--- BEGIN ENTRIES PROVIDED ---

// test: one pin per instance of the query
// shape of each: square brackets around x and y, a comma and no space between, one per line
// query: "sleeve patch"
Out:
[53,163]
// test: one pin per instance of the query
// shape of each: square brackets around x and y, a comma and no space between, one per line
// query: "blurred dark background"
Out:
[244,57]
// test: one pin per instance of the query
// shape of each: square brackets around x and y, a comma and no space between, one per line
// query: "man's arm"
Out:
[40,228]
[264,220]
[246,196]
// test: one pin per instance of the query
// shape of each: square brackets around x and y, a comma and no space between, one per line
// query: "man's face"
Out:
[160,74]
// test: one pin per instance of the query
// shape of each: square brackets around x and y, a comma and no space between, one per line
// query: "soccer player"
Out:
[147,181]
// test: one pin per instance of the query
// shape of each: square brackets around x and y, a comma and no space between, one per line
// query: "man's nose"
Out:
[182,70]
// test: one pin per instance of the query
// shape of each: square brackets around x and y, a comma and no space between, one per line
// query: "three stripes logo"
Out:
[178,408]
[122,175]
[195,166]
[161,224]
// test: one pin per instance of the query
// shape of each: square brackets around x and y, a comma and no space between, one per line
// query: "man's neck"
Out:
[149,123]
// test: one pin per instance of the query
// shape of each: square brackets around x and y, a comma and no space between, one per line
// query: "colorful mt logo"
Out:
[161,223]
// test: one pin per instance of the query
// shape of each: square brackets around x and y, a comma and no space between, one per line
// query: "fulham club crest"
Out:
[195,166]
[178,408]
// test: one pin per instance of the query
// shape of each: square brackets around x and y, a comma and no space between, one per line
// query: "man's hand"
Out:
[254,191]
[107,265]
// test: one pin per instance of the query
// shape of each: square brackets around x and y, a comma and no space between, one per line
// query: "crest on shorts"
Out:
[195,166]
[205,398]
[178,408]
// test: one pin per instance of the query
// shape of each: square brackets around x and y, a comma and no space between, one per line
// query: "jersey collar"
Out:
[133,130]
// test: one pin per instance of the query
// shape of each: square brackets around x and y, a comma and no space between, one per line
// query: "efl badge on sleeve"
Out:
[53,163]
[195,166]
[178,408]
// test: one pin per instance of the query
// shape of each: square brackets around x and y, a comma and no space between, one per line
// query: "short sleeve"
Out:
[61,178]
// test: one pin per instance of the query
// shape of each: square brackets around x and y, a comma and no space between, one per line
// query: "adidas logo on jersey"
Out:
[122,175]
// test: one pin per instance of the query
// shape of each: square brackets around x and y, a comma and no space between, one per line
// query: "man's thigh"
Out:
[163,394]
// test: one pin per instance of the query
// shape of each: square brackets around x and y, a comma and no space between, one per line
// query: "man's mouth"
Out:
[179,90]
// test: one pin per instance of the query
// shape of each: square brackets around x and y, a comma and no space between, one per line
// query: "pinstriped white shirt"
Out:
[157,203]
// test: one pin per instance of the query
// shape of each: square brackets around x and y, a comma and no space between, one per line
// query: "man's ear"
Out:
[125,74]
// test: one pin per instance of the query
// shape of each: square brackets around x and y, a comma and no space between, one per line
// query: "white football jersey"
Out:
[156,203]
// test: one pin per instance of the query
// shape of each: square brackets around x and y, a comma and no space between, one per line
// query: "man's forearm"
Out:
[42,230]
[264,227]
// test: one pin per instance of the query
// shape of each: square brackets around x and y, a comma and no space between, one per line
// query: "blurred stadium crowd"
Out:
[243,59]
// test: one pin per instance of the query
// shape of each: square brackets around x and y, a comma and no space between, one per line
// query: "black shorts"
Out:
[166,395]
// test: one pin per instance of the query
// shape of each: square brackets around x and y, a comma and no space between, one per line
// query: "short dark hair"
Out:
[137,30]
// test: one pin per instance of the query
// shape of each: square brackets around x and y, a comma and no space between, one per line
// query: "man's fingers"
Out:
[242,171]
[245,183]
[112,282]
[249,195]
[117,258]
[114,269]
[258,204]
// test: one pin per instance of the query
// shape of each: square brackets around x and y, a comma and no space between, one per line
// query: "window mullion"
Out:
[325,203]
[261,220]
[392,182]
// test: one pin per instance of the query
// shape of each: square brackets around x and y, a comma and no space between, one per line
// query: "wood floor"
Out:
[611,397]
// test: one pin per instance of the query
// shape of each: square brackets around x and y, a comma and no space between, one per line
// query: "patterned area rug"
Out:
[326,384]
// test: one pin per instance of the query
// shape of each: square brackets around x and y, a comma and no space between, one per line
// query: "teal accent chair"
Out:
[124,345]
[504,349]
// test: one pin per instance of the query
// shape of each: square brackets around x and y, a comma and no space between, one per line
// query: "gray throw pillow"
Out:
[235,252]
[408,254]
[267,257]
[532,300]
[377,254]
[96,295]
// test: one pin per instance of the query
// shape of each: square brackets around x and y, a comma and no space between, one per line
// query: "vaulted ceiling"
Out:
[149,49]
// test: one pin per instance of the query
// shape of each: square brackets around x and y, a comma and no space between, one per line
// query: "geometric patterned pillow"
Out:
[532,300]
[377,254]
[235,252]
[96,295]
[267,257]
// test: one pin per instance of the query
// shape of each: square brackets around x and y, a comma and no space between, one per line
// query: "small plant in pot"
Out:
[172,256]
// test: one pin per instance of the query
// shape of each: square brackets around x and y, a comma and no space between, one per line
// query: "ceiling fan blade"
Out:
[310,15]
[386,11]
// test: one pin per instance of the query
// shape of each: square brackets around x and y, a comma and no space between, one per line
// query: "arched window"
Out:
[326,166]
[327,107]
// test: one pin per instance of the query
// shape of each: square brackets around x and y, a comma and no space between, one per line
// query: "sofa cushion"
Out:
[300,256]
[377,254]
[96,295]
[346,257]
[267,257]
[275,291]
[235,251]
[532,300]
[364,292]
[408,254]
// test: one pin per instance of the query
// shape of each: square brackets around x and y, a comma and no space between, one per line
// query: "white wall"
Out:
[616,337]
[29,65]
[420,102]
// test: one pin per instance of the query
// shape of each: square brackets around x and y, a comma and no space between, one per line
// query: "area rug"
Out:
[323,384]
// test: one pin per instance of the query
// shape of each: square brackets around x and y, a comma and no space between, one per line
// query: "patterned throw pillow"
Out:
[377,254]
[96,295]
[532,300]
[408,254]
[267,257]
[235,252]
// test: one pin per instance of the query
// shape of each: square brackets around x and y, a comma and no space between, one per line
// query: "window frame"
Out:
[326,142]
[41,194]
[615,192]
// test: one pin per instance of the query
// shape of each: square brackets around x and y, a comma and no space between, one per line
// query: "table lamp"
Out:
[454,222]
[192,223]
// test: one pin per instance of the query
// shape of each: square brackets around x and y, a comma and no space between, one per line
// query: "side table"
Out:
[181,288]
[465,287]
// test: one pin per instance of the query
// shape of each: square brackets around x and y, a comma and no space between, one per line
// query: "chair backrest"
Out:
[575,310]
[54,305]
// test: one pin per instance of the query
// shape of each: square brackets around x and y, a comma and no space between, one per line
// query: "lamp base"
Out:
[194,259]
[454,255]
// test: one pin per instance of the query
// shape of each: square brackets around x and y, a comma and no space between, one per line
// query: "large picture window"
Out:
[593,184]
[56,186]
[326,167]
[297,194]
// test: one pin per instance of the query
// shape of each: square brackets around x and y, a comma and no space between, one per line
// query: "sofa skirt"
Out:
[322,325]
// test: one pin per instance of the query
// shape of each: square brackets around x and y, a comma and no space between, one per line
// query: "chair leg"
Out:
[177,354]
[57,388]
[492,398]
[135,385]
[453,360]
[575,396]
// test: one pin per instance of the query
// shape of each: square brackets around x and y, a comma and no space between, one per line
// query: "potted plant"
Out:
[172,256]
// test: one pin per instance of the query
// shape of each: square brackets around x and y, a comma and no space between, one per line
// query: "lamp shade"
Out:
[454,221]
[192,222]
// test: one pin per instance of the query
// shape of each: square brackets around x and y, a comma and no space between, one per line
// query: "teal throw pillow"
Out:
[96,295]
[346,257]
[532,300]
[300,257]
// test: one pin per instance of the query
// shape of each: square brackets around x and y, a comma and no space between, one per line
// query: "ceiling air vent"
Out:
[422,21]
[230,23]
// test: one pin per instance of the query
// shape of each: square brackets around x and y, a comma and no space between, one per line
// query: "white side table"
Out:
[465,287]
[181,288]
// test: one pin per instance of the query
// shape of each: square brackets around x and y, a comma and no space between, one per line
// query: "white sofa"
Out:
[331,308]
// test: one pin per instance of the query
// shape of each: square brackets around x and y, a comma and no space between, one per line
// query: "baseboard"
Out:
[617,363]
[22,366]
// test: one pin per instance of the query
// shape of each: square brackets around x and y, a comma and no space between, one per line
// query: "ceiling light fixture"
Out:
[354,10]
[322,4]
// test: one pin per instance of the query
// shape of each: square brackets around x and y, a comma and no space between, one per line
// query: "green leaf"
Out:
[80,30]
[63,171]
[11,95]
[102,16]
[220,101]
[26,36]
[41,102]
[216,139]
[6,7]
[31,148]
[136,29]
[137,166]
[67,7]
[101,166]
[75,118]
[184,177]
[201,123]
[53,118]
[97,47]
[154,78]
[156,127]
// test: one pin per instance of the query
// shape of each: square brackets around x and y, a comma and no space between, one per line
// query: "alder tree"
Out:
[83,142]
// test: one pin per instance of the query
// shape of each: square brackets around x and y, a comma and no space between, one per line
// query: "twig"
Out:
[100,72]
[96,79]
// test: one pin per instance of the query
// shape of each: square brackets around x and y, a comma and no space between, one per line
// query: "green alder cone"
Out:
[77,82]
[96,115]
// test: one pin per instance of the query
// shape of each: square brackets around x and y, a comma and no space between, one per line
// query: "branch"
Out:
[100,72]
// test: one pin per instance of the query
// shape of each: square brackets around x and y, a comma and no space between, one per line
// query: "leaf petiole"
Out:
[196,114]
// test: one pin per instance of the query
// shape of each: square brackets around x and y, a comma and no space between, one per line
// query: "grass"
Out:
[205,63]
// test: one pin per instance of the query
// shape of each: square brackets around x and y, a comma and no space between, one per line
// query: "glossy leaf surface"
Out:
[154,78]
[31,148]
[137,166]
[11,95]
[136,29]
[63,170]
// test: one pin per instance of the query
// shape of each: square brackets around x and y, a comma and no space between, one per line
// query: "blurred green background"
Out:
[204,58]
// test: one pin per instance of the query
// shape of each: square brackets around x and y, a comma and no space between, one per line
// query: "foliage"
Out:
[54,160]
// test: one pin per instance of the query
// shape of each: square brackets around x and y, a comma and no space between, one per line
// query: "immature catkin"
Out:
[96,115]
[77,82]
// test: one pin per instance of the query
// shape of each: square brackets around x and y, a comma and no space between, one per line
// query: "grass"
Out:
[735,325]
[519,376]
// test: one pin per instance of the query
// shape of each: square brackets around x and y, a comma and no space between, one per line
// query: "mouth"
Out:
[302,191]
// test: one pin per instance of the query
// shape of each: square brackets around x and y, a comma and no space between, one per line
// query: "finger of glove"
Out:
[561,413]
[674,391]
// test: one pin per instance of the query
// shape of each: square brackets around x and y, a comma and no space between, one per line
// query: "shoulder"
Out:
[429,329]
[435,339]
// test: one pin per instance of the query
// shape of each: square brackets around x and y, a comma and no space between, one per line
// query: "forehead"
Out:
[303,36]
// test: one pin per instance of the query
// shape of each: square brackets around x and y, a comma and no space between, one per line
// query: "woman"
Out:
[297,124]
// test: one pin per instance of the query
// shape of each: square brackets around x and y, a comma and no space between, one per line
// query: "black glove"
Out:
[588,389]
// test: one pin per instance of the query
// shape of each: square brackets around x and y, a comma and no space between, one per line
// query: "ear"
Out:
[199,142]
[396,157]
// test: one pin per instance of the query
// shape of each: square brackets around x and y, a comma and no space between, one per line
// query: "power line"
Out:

--- END ENTRIES PROVIDED ---

◆ **EXERCISE DESCRIPTION**
Pull out every line above that contains the word "pillow", matching case exactly.

◆ **EXERCISE OUTPUT**
// query: "gray throw pillow"
// query: "geometric patterned pillow"
// query: "patterned throw pillow"
// query: "teal throw pillow"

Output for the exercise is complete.